***** Data extract *****
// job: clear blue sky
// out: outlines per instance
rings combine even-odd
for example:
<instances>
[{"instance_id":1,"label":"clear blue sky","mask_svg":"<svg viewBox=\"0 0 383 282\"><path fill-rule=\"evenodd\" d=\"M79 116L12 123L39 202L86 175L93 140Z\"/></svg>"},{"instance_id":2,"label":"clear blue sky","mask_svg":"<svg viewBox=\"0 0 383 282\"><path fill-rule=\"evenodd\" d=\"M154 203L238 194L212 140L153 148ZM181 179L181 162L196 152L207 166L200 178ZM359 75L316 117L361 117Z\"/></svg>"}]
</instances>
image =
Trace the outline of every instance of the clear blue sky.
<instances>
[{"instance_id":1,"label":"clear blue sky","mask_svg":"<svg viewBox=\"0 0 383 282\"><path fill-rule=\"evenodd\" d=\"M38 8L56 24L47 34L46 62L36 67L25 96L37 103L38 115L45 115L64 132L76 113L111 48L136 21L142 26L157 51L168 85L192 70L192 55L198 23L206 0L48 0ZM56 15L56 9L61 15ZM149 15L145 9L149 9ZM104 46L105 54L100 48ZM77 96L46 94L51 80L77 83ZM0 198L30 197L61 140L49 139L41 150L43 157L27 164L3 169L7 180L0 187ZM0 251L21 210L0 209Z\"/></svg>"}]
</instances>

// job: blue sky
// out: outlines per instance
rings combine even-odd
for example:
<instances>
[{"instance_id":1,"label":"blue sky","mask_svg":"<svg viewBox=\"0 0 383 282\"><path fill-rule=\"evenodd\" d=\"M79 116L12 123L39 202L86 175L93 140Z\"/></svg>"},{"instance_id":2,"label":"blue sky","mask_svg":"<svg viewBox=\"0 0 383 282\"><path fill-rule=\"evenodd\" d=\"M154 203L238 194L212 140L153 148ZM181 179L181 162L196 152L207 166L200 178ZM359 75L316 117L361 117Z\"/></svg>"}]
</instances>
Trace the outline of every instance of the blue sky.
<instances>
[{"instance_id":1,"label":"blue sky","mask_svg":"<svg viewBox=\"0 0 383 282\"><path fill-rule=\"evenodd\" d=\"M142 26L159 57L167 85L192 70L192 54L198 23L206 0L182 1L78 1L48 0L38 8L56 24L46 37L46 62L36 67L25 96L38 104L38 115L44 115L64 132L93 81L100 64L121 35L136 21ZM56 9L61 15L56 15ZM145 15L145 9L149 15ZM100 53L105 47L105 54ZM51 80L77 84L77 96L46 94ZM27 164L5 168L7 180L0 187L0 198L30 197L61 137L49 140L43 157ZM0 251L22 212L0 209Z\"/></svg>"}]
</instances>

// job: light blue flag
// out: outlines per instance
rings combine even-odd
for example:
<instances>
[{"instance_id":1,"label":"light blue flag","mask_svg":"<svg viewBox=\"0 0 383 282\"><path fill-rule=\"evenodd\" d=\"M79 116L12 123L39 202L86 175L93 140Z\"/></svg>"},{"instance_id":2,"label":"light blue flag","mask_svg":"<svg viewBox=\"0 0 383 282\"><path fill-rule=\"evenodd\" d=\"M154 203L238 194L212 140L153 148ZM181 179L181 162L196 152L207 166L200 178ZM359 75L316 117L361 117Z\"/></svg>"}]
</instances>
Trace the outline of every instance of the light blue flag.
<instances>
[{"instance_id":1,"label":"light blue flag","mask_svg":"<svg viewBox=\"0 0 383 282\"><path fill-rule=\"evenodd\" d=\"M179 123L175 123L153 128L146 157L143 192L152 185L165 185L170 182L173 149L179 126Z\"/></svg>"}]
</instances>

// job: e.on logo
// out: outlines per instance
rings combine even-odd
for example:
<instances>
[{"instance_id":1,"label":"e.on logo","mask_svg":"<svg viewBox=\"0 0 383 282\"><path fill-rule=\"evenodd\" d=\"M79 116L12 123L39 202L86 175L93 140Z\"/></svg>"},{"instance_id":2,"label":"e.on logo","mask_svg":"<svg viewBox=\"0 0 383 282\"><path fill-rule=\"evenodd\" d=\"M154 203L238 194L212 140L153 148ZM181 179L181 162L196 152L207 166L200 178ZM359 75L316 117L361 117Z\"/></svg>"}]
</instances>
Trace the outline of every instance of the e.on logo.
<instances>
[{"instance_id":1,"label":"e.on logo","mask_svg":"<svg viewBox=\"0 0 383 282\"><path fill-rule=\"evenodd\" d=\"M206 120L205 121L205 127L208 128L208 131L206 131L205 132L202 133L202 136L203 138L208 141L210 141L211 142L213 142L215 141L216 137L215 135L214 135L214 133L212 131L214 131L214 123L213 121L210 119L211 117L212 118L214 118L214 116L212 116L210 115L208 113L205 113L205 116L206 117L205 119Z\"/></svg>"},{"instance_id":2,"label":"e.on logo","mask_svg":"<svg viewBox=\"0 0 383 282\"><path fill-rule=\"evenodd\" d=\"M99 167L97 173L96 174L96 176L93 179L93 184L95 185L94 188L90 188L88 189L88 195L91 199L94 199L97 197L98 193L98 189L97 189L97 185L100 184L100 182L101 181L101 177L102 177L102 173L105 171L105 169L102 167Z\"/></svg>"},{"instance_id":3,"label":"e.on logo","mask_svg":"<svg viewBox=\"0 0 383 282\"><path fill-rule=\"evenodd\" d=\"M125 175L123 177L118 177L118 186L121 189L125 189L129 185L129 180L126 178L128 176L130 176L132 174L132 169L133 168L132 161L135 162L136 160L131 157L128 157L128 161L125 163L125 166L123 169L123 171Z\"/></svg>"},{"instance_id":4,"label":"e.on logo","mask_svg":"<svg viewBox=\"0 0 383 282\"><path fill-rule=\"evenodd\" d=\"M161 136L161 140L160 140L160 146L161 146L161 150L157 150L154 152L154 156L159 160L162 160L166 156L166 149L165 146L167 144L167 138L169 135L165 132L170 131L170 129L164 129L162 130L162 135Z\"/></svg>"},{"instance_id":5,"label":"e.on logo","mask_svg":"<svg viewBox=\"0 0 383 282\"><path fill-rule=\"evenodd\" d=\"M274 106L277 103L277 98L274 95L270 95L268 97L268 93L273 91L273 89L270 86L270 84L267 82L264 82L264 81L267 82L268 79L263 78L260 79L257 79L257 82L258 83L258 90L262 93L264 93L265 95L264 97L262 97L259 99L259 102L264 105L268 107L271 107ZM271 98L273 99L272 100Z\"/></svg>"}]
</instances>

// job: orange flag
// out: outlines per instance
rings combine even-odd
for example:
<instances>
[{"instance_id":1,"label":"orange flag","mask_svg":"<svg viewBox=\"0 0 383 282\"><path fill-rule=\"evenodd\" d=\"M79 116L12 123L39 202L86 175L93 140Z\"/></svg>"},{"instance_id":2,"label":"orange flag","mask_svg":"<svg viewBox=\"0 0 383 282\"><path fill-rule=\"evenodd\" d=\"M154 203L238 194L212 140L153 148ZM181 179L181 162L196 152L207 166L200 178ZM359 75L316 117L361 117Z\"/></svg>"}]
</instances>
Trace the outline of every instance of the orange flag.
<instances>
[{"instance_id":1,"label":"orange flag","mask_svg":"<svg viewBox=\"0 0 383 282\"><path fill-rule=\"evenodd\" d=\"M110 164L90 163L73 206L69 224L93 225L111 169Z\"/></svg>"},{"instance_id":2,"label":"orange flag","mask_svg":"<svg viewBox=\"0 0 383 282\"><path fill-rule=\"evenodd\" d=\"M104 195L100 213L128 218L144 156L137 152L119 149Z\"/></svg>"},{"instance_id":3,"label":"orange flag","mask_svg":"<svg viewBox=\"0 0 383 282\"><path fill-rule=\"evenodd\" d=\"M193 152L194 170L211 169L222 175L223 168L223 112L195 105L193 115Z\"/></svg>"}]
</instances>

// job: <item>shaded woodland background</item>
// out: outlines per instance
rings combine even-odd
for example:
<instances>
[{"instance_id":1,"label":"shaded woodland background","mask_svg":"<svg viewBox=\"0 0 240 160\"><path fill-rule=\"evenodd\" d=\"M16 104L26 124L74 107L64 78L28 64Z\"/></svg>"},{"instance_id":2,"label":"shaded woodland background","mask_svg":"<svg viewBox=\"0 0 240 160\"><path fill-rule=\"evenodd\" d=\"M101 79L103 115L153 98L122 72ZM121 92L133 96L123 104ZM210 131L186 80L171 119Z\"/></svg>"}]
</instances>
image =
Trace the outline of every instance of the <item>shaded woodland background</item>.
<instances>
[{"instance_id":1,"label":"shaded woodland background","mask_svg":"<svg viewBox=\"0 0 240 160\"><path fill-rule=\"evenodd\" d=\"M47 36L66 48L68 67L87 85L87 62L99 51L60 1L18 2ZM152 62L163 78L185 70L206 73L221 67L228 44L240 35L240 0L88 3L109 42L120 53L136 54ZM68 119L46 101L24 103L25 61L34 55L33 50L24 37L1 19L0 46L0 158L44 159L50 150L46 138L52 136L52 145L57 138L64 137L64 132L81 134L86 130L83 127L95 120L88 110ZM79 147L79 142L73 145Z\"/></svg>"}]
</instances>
*****
**Stated goal**
Starting with the line that contains "job: <item>shaded woodland background</item>", write out each line through the end of the listing, exactly as it appears, and include nothing else.

**Result for this task**
// job: <item>shaded woodland background</item>
// out: outlines per instance
rings combine even-odd
for example:
<instances>
[{"instance_id":1,"label":"shaded woodland background","mask_svg":"<svg viewBox=\"0 0 240 160\"><path fill-rule=\"evenodd\" d=\"M16 104L26 124L74 107L64 78L28 64Z\"/></svg>"},{"instance_id":2,"label":"shaded woodland background","mask_svg":"<svg viewBox=\"0 0 240 160\"><path fill-rule=\"evenodd\" d=\"M101 79L103 115L153 98L122 72ZM121 92L133 96L123 104ZM210 131L186 80L171 119Z\"/></svg>"}]
</instances>
image =
Trace the outline of every instance of the <item>shaded woodland background</item>.
<instances>
[{"instance_id":1,"label":"shaded woodland background","mask_svg":"<svg viewBox=\"0 0 240 160\"><path fill-rule=\"evenodd\" d=\"M47 36L66 48L68 67L87 85L87 62L99 51L60 1L18 2ZM152 62L163 78L185 70L206 73L221 67L228 44L240 35L240 0L88 3L109 42L120 53L136 54ZM68 119L46 101L24 103L25 61L34 55L33 50L24 37L1 19L0 46L0 158L44 159L50 150L46 138L52 136L52 145L57 138L64 137L64 132L81 134L86 130L83 127L95 120L88 110ZM79 147L79 142L73 145Z\"/></svg>"}]
</instances>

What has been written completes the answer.